• _DATA SUPPLIED_
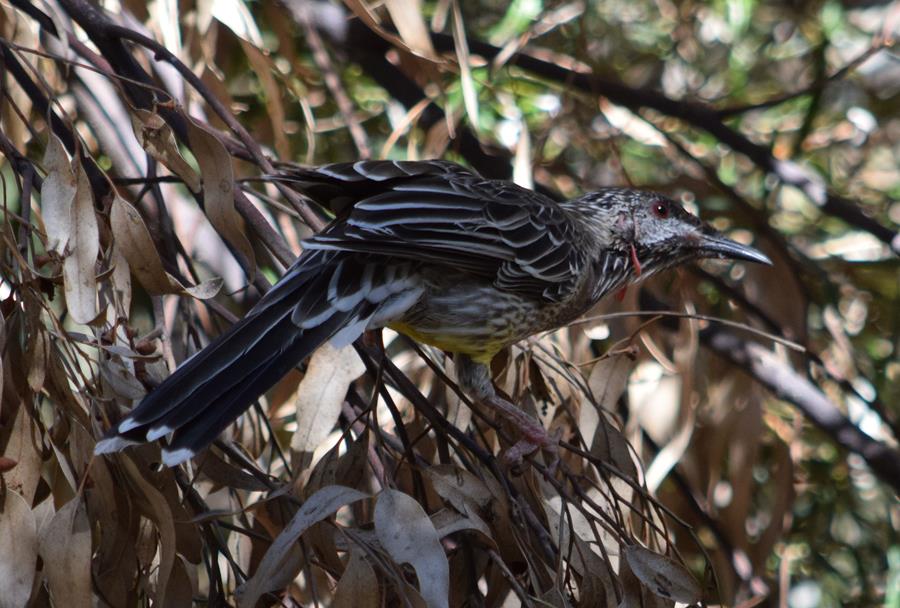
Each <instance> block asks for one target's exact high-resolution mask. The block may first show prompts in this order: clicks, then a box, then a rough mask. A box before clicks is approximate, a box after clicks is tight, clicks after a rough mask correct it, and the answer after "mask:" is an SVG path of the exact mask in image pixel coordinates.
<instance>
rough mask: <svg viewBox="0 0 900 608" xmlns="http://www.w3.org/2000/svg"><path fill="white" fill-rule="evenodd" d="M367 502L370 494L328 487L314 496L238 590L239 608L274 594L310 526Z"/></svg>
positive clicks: (348, 488) (295, 513)
mask: <svg viewBox="0 0 900 608" xmlns="http://www.w3.org/2000/svg"><path fill="white" fill-rule="evenodd" d="M364 498H368V494H363V493H362V492H359V491H357V490H354V489H353V488H347V487H344V486H327V487H324V488H322V489H321V490H319V491H318V492H316V493H315V494H313V495H312V496H310V497H309V499H308V500H307V501H306V502H304V503H303V506H301V507H300V509H299V510H298V511H297V512H296V513H295V514H294V516H293V517H292V518H291V521H290V522H289V523H288V525H287V526H285V528H284V530H282V532H281V534H279V535H278V538H276V539H275V542H273V543H272V546H271V547H269V550H268V551H266V554H265V555H264V556H263V559H262V561H261V562H260V564H259V568H257V569H256V572H255V573H254V574H253V576H252V577H250V579H248V580H247V582H246V583H244V584H243V585H241V586H240V587H238V589H237V591H236V592H235V595H237V598H238V606H239V607H240V606H251V607H252V606H255V605H256V603H257V602H258V601H259V598H260V597H262V595H263V594H264V593H267V592H268V591H271V590H273V587H272V586H271V583H272V581H273V579H274V578H275V575H276V572H278V571H279V570H280V569H281V568H282V567H283V564H284V562H285V559H286V558H287V557H288V554H289V552H290V550H291V548H292V547H293V546H294V543H296V542H297V539H298V538H300V535H301V534H303V533H304V532H305V531H306V530H307V529H308V528H309V527H310V526H312V525H313V524H315V523H317V522H320V521H322V520H323V519H325V518H326V517H328V516H330V515H331V514H332V513H334V512H335V511H337V510H338V509H340V508H341V507H343V506H344V505H347V504H350V503H352V502H356V501H358V500H362V499H364ZM275 588H277V587H275Z"/></svg>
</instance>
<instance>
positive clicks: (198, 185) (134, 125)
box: [131, 108, 200, 192]
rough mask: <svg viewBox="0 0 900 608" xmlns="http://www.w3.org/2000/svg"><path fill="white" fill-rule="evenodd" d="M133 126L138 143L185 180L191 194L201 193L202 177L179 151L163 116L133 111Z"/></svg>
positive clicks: (160, 162) (177, 144) (175, 173)
mask: <svg viewBox="0 0 900 608" xmlns="http://www.w3.org/2000/svg"><path fill="white" fill-rule="evenodd" d="M131 126H132V128H133V129H134V135H135V137H137V140H138V143H140V144H141V147H142V148H144V149H145V150H146V151H147V152H149V153H150V156H152V157H153V158H155V159H156V160H158V161H159V162H160V163H161V164H162V165H163V166H164V167H166V168H167V169H168V170H169V171H171V172H172V173H174V174H175V175H177V176H178V177H180V178H181V179H182V180H184V183H185V185H186V186H187V187H188V188H189V189H190V191H191V192H200V176H199V175H197V172H196V171H194V169H193V167H191V166H190V165H189V164H188V162H187V161H186V160H185V159H184V157H183V156H182V155H181V152H179V151H178V143H177V142H176V141H175V135H174V134H173V133H172V127H170V126H169V123H167V122H166V121H165V119H163V117H162V116H160V115H159V114H157V113H155V112H150V111H149V110H142V109H139V108H138V109H133V110H131Z"/></svg>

• _WHAT YOU WILL DO_
Could you convert everything from the line containing "126L138 143L185 180L191" down to the end of the items into a numbered list, leaving out any blank lines?

• _RESULT OF THIS EXERCISE_
1. rough mask: <svg viewBox="0 0 900 608" xmlns="http://www.w3.org/2000/svg"><path fill="white" fill-rule="evenodd" d="M133 126L138 143L185 180L191 194L201 193L202 177L179 151L163 116L133 111Z"/></svg>
2. positive clicks: (160, 162) (177, 144) (175, 173)
3. mask: <svg viewBox="0 0 900 608" xmlns="http://www.w3.org/2000/svg"><path fill="white" fill-rule="evenodd" d="M131 126H132V128H133V129H134V135H135V137H137V140H138V143H140V144H141V147H142V148H144V149H145V150H146V151H147V152H149V153H150V156H152V157H153V158H155V159H156V160H158V161H159V162H160V163H161V164H162V165H163V166H164V167H166V168H167V169H168V170H169V171H171V172H172V173H174V174H175V175H177V176H178V177H180V178H181V179H182V180H184V183H185V185H186V186H187V187H188V188H189V189H190V191H191V192H200V176H199V175H197V172H196V171H194V169H193V167H191V166H190V165H189V164H188V162H187V161H186V160H185V159H184V157H183V156H182V155H181V152H179V151H178V143H177V142H176V141H175V135H174V134H173V133H172V127H170V126H169V123H167V122H166V121H165V119H163V117H162V116H160V115H159V114H157V113H155V112H150V111H149V110H142V109H139V108H138V109H133V110H131Z"/></svg>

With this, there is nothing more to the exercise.